Excerpt provided:
::::
Wesley’s life is changed by his meeting with the Fraternity of Assassins, where he discovers his panic attacks, which he takes as yet another sign of his loserdom, are actually an indication of his incredible reflexes and shooting ability. Guns as martial arts is not a new idea, but here it’s taken to extremes, with the assassins able to bend bullets, shoot other bullets out of the air, and generally ignore the laws of physics.

Once he’s over the initial shock of meeting a society of trained killers, Wesley tells his boss to fuck off, smacks his friend in the face with a keyboard, and takes this opportunity to become a man and learn how to kill people. This undercurrent of machismo runs through the whole film. Wesley isn’t just taking control of his life, he’s becoming a man, a lone wolf, fulfilling his destiny. To become an assassin first involves getting punched in the face a lot by Marc Warren until he admits he doesn’t know who he really is, then realising that what he wants is to follow in his father’s footsteps. (Not that this method of training is portrayed as a universal good, as it’s implied that it sent at least one of the Fraternity insane.)

Now we need a rationale so that we can have the main character go around shooting people in the head and not think he’s an amoral murderous dick, and it comes in the form of the Loom of Fate, which spits out the names of people who need to die. Yes, they may murder people in cold blood, but they do it because the loom tells them we’ll be better off for it. It’s taking one life to save one thousand, a message hammered home by the story Fox tells of a child who watched her father die when the Fraternity failed to kill the murderer in time, and in case you weren’t paying attention they spell it out to you that she’s talking about herself. All the targets of assassination are businessmen in suits and limos, often smoking cigars, and it’s a surprise when they don’t start cackling and stroking their cats.

Criticising Wanted for lacking in subtlety is probably missing the point. Shortly after that scene, we have a stunt where Wesley performs an assassination by getting his car to fly through the air and shooting his target through the sunroof, and there’s a certain joy in watching them stage preposterous stunts with the only possible reasoning being “because it will look cool”. Bekmambetov has a familiar style from his earlier work, filled with slow-motion and quick cutting, and there are some really spectacular scenes in Wanted – a train derailment, Wesley on a roaring rampage of revenge, the car chase early on. On the level of brainless gosh-wow action, it’s a good film.
::::
Rows from a collection

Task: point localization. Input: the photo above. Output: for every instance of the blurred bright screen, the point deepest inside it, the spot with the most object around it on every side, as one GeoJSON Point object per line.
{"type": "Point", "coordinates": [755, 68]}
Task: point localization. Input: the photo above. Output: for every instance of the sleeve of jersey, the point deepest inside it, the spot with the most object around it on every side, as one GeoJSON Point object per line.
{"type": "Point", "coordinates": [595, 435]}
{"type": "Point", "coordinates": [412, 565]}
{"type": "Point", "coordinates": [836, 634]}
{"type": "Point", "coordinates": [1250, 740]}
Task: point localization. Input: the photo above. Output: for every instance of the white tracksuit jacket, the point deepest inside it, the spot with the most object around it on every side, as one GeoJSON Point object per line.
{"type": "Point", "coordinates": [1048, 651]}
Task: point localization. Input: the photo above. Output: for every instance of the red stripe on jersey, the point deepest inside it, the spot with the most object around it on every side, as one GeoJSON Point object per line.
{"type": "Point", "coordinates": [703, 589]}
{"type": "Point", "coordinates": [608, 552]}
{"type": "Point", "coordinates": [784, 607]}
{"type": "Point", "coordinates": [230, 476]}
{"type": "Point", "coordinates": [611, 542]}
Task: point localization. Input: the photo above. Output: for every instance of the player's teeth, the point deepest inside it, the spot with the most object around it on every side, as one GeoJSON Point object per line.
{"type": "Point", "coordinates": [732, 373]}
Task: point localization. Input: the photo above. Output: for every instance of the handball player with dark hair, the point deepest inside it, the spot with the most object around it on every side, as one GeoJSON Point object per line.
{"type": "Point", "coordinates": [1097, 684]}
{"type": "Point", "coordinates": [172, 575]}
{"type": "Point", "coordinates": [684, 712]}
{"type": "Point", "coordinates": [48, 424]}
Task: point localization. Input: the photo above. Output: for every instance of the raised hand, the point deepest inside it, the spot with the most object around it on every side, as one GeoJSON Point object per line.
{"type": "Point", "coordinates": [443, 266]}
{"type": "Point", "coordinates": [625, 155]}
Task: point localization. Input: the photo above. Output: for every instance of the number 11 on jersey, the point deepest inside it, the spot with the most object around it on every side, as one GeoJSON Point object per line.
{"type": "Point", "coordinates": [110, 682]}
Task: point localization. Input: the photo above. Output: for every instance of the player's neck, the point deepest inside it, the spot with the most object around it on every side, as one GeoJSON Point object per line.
::::
Problem details:
Repeat everything in the film review from "Now we need" down to "stroking their cats.", word for word. The rows above come from a different source than the film review.

Problem solution:
Now we need a rationale so that we can have the main character go around shooting people in the head and not think he’s an amoral murderous dick, and it comes in the form of the Loom of Fate, which spits out the names of people who need to die. Yes, they may murder people in cold blood, but they do it because the loom tells them we’ll be better off for it. It’s taking one life to save one thousand, a message hammered home by the story Fox tells of a child who watched her father die when the Fraternity failed to kill the murderer in time, and in case you weren’t paying attention they spell it out to you that she’s talking about herself. All the targets of assassination are businessmen in suits and limos, often smoking cigars, and it’s a surprise when they don’t start cackling and stroking their cats.